Task goal:
Could you present all of the entries below as a numbered list, omitting any blank lines?

——————

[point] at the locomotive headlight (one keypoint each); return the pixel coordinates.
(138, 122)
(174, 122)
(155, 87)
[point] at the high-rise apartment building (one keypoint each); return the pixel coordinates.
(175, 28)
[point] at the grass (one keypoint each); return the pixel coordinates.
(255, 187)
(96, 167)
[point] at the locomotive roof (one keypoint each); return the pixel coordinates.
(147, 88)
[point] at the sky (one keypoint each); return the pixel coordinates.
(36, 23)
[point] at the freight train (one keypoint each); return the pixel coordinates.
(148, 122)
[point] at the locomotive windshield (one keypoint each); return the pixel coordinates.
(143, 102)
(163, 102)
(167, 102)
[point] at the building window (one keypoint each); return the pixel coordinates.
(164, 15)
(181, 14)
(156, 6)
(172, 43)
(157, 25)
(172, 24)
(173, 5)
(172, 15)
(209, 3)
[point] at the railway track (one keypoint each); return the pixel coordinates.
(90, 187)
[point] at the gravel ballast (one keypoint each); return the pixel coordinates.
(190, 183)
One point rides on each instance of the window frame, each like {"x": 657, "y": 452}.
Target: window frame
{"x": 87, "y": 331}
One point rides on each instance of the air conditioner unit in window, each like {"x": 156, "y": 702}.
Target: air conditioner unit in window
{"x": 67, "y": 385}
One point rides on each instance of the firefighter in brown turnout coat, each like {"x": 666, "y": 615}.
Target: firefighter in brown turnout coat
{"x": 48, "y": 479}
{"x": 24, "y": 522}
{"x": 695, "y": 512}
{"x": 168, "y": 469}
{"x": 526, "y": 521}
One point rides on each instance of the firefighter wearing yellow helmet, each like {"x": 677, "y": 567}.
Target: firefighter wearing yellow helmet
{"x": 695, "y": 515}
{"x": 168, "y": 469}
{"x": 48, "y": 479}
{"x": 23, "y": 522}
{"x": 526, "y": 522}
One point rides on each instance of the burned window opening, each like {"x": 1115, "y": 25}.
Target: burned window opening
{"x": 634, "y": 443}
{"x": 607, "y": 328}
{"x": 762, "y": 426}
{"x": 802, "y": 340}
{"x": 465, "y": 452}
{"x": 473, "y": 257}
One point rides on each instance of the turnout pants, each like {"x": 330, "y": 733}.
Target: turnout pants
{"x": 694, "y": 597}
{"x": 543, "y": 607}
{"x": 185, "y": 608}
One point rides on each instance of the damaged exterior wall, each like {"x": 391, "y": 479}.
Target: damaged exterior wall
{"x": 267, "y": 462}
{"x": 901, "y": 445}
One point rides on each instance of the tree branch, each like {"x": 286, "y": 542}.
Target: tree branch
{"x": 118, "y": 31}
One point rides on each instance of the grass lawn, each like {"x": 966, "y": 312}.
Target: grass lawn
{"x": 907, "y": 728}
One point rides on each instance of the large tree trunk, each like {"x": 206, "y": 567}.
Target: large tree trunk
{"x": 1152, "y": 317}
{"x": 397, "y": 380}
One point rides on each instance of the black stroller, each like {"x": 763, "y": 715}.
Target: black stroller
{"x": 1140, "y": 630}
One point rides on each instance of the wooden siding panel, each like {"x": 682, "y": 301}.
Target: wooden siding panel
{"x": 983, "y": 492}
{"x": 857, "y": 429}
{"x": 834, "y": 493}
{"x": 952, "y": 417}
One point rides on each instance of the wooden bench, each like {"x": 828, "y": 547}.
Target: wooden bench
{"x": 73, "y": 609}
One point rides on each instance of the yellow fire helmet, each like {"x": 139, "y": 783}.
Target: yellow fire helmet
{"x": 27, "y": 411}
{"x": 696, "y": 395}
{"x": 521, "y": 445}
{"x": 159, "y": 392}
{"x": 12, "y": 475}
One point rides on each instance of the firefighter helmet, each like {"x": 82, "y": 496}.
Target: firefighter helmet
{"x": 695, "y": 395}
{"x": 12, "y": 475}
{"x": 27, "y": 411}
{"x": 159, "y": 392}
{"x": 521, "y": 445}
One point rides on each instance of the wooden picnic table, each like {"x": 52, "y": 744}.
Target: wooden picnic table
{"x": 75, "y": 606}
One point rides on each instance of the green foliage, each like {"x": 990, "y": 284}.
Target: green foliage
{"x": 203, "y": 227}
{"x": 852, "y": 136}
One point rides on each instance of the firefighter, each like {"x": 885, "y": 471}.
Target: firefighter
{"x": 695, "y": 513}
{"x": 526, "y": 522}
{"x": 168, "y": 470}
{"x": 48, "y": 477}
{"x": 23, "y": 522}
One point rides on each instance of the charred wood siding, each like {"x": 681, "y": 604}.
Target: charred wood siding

——————

Response for this exercise:
1. [point] at the locomotive headlight (one keypoint each); return the pixel coordinates.
2. (138, 122)
3. (174, 122)
4. (155, 87)
5. [point] at the high-rise apartment building (one keypoint each); return the pixel coordinates.
6. (175, 28)
7. [point] at the grass (one keypoint each); return the pixel coordinates.
8. (255, 187)
9. (96, 167)
10. [point] at the locomotive roof (one keypoint each); return the pixel coordinates.
11. (147, 88)
12. [point] at the sky (one keypoint each); return the pixel coordinates.
13. (36, 23)
14. [point] at the freight train (one keypoint each); return the pixel coordinates.
15. (148, 122)
16. [point] at the locomotive windshield (one keypoint each); return the pixel coordinates.
17. (143, 102)
18. (163, 102)
19. (167, 102)
20. [point] at the building window (one keypoint each); return the pixel coordinates.
21. (164, 15)
22. (181, 14)
23. (156, 6)
24. (172, 43)
25. (157, 25)
26. (172, 24)
27. (173, 5)
28. (172, 15)
29. (209, 3)
30. [point] at the railway track (one keypoint each); return the pixel coordinates.
31. (90, 187)
32. [point] at the gravel ballast (one keypoint each); return the pixel coordinates.
33. (190, 183)
34. One point rides on each instance of the window frame, each like {"x": 657, "y": 452}.
35. Target: window frame
36. {"x": 87, "y": 331}
37. One point rides on each instance of the air conditioner unit in window, each like {"x": 156, "y": 702}.
38. Target: air conditioner unit in window
39. {"x": 67, "y": 385}
40. One point rides on each instance of the firefighter in brown turnout coat, each like {"x": 666, "y": 615}.
41. Target: firefighter in brown turnout coat
42. {"x": 48, "y": 479}
43. {"x": 24, "y": 522}
44. {"x": 695, "y": 512}
45. {"x": 168, "y": 469}
46. {"x": 526, "y": 521}
47. One point rides on each instance of the firefighter wearing yellow helmet, each like {"x": 677, "y": 567}.
48. Target: firefighter wearing yellow helmet
49. {"x": 695, "y": 515}
50. {"x": 168, "y": 469}
51. {"x": 48, "y": 479}
52. {"x": 23, "y": 522}
53. {"x": 526, "y": 522}
54. One point rides on each instance of the burned window opening, each like {"x": 1115, "y": 25}.
55. Target: burned window opening
56. {"x": 634, "y": 443}
57. {"x": 607, "y": 328}
58. {"x": 762, "y": 426}
59. {"x": 802, "y": 340}
60. {"x": 465, "y": 452}
61. {"x": 473, "y": 257}
62. One point rides on each instance of the turnout pants, each like {"x": 330, "y": 733}.
63. Target: turnout pants
64. {"x": 694, "y": 597}
65. {"x": 543, "y": 607}
66. {"x": 185, "y": 608}
67. One point rides on each instance of the damaged exterior wall, each like {"x": 391, "y": 479}.
68. Target: damaged exterior wall
69. {"x": 267, "y": 462}
70. {"x": 901, "y": 445}
71. One point rides on each instance of the tree branch, each like {"x": 286, "y": 542}.
72. Target: tree branch
73. {"x": 118, "y": 31}
74. One point rides on each instance of the grass lawn, each like {"x": 966, "y": 312}.
75. Target: grass lawn
76. {"x": 907, "y": 728}
77. One point rides on each instance of the large tree trunk, each like {"x": 206, "y": 567}.
78. Target: large tree trunk
79. {"x": 1152, "y": 317}
80. {"x": 397, "y": 380}
81. One point rides on each instance of the black stroller, each like {"x": 763, "y": 715}.
82. Target: black stroller
83. {"x": 1140, "y": 630}
84. One point rides on each instance of the wooden siding panel, each like {"x": 682, "y": 301}.
85. Target: wooden siding panel
86. {"x": 983, "y": 492}
87. {"x": 857, "y": 429}
88. {"x": 834, "y": 493}
89. {"x": 952, "y": 417}
90. One point rides on each instance of the wooden bench, each like {"x": 828, "y": 547}.
91. Target: wooden bench
92. {"x": 73, "y": 609}
93. One point rides on each instance of the yellow fire helmet, each like {"x": 139, "y": 783}.
94. Target: yellow fire helmet
95. {"x": 27, "y": 411}
96. {"x": 696, "y": 395}
97. {"x": 521, "y": 445}
98. {"x": 159, "y": 392}
99. {"x": 12, "y": 475}
100. One point rides on each instance of the firefighter helmet, each like {"x": 82, "y": 496}.
101. Target: firefighter helmet
102. {"x": 695, "y": 395}
103. {"x": 12, "y": 475}
104. {"x": 27, "y": 411}
105. {"x": 159, "y": 392}
106. {"x": 521, "y": 445}
107. One point rides on each instance of the wooden picnic table, each like {"x": 52, "y": 744}.
108. Target: wooden picnic table
109. {"x": 75, "y": 606}
110. One point rides on each instance of the green foliage, each like {"x": 990, "y": 284}.
111. Target: green foliage
112. {"x": 203, "y": 227}
113. {"x": 852, "y": 136}
114. One point rides on each instance of the firefighter, each like {"x": 885, "y": 471}.
115. Target: firefighter
116. {"x": 695, "y": 513}
117. {"x": 526, "y": 522}
118. {"x": 168, "y": 470}
119. {"x": 48, "y": 477}
120. {"x": 23, "y": 522}
121. One point rides on each instance of the charred wood siding, each like {"x": 681, "y": 604}.
122. Target: charred wood siding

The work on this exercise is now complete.